Search the entries below for the line containing "of white beard"; from there to the end, return every line exactly and add nothing.

[Start of section]

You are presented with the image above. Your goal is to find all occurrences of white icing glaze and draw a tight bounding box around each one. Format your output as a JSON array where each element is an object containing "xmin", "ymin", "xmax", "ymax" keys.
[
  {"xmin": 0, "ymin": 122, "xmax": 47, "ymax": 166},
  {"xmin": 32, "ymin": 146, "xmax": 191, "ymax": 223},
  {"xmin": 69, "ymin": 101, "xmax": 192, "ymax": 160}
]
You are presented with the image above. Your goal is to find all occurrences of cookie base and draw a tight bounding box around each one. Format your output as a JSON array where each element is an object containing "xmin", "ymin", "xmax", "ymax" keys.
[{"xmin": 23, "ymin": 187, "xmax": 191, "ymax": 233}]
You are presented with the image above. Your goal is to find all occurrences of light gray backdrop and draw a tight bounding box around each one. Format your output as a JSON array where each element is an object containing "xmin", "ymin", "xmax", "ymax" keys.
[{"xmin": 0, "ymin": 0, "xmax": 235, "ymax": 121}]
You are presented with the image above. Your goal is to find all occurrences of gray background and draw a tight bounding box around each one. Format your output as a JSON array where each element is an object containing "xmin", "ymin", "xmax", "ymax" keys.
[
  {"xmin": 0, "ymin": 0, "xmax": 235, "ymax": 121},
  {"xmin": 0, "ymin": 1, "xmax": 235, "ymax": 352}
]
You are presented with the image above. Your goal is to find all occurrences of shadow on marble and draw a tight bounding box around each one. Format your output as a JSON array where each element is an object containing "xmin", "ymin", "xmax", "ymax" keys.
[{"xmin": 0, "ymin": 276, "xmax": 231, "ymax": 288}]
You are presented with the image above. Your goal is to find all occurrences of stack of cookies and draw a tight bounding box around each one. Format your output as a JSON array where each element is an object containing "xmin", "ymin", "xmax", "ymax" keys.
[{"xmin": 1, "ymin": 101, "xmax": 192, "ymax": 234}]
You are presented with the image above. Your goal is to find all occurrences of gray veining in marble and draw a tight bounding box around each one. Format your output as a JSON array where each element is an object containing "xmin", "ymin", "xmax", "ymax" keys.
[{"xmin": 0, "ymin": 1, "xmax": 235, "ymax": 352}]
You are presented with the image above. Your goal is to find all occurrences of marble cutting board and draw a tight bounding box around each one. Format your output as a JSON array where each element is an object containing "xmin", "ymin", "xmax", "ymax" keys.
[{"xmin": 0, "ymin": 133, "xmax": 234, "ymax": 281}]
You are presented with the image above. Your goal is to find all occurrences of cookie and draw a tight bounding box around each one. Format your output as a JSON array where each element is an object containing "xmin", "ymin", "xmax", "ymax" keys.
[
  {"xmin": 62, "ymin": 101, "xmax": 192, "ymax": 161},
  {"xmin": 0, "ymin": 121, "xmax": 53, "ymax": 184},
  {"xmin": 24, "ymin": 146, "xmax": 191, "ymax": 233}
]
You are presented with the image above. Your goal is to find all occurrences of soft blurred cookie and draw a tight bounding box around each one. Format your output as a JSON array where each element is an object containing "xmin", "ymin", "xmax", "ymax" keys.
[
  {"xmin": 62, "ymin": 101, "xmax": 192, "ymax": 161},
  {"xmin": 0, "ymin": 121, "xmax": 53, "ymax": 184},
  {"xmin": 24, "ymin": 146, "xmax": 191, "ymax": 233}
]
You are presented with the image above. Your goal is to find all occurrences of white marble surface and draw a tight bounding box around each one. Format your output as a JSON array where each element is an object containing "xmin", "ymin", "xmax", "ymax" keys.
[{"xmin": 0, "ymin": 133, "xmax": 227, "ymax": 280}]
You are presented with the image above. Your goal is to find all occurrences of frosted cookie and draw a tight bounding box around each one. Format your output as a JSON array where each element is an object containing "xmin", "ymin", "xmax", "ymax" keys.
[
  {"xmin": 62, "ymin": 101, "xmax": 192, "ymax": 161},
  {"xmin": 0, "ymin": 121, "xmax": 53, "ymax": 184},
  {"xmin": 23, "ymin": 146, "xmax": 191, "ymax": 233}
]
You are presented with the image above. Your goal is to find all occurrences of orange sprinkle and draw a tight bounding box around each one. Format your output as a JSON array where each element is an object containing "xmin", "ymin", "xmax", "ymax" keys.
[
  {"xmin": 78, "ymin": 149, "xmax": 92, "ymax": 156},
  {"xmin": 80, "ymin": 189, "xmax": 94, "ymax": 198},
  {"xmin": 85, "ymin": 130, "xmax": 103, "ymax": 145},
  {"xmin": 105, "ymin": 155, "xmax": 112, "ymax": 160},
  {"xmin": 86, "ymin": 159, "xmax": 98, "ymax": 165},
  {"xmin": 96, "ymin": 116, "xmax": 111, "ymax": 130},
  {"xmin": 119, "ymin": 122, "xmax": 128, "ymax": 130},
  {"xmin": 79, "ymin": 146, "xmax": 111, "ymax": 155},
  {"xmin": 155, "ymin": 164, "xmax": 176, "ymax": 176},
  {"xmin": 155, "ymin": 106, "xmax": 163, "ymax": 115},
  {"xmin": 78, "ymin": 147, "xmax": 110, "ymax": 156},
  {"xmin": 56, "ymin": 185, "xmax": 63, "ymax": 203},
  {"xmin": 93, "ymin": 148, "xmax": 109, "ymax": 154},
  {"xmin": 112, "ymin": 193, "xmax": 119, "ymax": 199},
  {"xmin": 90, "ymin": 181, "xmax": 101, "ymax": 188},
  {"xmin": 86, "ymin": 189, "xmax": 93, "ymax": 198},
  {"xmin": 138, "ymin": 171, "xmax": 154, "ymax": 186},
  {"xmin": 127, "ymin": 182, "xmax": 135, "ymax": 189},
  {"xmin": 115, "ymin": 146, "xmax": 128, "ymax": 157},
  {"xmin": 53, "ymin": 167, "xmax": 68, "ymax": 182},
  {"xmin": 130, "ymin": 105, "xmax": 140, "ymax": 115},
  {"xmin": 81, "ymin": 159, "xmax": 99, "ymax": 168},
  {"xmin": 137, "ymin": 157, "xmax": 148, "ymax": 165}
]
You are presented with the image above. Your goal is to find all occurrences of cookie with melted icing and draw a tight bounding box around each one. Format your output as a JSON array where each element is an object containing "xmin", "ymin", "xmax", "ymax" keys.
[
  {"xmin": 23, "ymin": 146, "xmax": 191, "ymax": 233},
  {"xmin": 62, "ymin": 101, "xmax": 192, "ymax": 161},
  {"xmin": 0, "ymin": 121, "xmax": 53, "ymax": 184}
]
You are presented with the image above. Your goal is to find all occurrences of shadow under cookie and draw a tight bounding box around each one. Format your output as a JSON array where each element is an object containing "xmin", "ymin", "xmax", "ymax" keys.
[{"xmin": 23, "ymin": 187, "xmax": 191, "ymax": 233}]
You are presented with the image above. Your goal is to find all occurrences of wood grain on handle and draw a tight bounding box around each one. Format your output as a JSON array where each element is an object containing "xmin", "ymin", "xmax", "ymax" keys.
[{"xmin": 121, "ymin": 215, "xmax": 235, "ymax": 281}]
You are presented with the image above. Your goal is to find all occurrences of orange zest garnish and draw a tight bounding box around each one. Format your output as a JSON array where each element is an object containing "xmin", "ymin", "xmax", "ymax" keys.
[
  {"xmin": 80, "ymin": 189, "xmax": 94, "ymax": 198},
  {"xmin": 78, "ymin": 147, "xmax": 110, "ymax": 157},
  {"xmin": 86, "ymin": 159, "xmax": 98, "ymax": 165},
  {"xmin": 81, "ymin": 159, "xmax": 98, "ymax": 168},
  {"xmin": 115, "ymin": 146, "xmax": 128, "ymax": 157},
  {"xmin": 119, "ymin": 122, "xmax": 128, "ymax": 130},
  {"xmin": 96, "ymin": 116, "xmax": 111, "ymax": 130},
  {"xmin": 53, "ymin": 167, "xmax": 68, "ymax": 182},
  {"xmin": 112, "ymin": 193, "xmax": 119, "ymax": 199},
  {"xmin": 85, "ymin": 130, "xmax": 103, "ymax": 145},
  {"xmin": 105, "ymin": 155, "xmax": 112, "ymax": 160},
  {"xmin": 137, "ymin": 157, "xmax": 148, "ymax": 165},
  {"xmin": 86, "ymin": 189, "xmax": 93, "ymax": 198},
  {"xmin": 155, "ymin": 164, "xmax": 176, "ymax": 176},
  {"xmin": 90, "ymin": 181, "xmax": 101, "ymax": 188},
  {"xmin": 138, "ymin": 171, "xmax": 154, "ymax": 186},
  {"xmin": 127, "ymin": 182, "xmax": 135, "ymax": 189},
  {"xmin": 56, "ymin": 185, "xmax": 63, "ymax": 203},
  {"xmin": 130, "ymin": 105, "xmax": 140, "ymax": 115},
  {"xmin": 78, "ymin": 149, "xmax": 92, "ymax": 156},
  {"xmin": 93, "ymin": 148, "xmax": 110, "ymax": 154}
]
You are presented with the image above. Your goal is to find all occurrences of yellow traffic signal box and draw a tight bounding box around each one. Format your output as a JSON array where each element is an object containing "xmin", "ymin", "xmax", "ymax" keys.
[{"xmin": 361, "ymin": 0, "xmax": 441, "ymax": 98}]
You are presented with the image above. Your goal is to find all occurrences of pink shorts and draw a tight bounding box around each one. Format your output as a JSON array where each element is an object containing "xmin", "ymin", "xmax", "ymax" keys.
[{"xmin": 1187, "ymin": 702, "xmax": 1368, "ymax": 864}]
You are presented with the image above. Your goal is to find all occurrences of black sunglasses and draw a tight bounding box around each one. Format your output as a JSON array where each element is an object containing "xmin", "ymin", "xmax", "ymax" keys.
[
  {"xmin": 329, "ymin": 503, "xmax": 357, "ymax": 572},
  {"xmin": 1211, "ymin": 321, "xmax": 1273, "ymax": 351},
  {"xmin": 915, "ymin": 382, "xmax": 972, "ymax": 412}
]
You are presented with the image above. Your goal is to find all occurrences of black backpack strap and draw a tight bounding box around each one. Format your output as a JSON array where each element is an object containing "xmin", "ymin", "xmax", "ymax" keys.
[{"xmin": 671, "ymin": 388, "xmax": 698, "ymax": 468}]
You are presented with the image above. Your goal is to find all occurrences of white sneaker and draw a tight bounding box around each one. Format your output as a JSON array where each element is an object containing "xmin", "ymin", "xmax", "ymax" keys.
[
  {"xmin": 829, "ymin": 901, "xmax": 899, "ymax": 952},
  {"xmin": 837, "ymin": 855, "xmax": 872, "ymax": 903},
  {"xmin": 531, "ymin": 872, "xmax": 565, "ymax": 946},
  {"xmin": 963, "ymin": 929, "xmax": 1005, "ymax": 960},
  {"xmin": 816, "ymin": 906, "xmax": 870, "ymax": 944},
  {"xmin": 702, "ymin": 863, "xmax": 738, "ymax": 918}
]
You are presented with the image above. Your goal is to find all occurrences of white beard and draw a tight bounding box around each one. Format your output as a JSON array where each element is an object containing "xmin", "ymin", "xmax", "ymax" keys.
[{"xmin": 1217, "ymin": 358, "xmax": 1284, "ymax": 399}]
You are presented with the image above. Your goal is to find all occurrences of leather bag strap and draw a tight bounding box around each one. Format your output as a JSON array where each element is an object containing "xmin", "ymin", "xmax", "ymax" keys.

[End of section]

> _Task response_:
You are presented with the image above. Your goal is to find all occurrences of white beard and draw a tight bounding box around each one. Format your output as a JSON array where each element is an object containing "xmin", "ymin", "xmax", "ymax" keys.
[{"xmin": 1217, "ymin": 358, "xmax": 1284, "ymax": 399}]
You are presented with the image above. Your goal is to find all occurrences of leather bag strap and draw a tight bounding box around each one. Format your output as a JSON array where each element is an object containing "xmin", "ymin", "xmax", "ymax" keys.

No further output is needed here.